(Point localization data)
========================

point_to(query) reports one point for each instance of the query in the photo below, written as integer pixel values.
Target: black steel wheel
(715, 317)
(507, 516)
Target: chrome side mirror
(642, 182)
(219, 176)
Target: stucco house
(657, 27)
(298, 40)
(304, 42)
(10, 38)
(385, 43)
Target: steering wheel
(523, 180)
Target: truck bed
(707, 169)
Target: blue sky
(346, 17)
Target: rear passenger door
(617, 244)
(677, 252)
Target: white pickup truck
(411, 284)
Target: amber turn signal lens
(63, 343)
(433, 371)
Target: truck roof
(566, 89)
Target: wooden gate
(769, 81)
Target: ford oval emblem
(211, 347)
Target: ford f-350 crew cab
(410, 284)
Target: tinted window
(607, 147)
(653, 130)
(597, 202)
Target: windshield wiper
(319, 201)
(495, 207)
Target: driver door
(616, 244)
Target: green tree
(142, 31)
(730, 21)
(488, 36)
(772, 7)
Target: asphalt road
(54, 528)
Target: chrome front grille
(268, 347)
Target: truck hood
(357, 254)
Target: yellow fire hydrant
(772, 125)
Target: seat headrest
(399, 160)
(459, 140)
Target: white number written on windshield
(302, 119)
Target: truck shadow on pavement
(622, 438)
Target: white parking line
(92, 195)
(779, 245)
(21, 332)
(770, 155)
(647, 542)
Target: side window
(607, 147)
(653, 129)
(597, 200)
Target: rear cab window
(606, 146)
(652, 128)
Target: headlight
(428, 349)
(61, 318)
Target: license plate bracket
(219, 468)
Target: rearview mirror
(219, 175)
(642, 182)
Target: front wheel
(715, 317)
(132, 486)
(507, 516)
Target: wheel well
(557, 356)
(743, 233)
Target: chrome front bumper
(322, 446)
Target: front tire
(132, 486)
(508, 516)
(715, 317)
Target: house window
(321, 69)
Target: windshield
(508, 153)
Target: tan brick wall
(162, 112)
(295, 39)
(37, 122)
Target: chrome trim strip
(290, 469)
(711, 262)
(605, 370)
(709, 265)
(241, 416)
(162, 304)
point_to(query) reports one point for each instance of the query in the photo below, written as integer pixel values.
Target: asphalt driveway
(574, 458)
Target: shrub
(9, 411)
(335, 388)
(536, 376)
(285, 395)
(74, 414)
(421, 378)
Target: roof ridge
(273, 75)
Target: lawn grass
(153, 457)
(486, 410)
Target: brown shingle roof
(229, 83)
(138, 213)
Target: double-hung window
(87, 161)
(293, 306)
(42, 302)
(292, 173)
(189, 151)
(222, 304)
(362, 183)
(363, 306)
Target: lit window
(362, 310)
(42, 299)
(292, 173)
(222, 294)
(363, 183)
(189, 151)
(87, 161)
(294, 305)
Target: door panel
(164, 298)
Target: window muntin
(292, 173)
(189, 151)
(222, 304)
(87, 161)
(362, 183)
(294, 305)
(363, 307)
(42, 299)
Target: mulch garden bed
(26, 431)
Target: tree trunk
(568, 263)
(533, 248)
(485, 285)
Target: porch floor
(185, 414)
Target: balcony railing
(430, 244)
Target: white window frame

========================

INSTRUCTIONS TO FOLLOW:
Repeat, without changes, every line from the one that contains "Target: rearview mirror" through the final line of the data.

SOLUTION:
Target: rearview mirror
(219, 175)
(642, 182)
Target: front wheel
(715, 317)
(132, 486)
(507, 516)
Target: wheel well
(557, 356)
(743, 233)
Target: chrome front bumper
(322, 446)
Target: front tire
(132, 486)
(508, 516)
(715, 317)
Target: house window
(321, 69)
Target: windshield
(508, 153)
Target: tan brick wall
(162, 112)
(295, 39)
(37, 122)
Target: chrome trim strip
(290, 469)
(711, 262)
(605, 370)
(709, 265)
(241, 416)
(162, 304)
point_to(query) reports one point for each instance of the query in the photo below, written as integer pixel values.
Target: asphalt driveway
(574, 458)
Target: shrub
(9, 411)
(335, 388)
(536, 376)
(285, 395)
(74, 414)
(421, 378)
Target: roof ridge
(273, 75)
Target: lawn grass
(153, 457)
(486, 410)
Target: brown shingle roof
(229, 83)
(138, 213)
Target: double-hung window
(87, 161)
(293, 306)
(42, 302)
(292, 173)
(189, 151)
(222, 304)
(362, 183)
(363, 306)
Target: lit window
(362, 310)
(42, 299)
(292, 173)
(222, 294)
(363, 183)
(189, 151)
(87, 161)
(294, 305)
Target: door panel
(164, 298)
Target: window muntin
(292, 173)
(189, 151)
(222, 304)
(87, 161)
(362, 183)
(294, 305)
(363, 307)
(42, 299)
Target: mulch garden bed
(26, 431)
Target: tree trunk
(568, 263)
(533, 248)
(485, 285)
Target: porch floor
(185, 414)
Target: balcony railing
(430, 244)
Target: white window frame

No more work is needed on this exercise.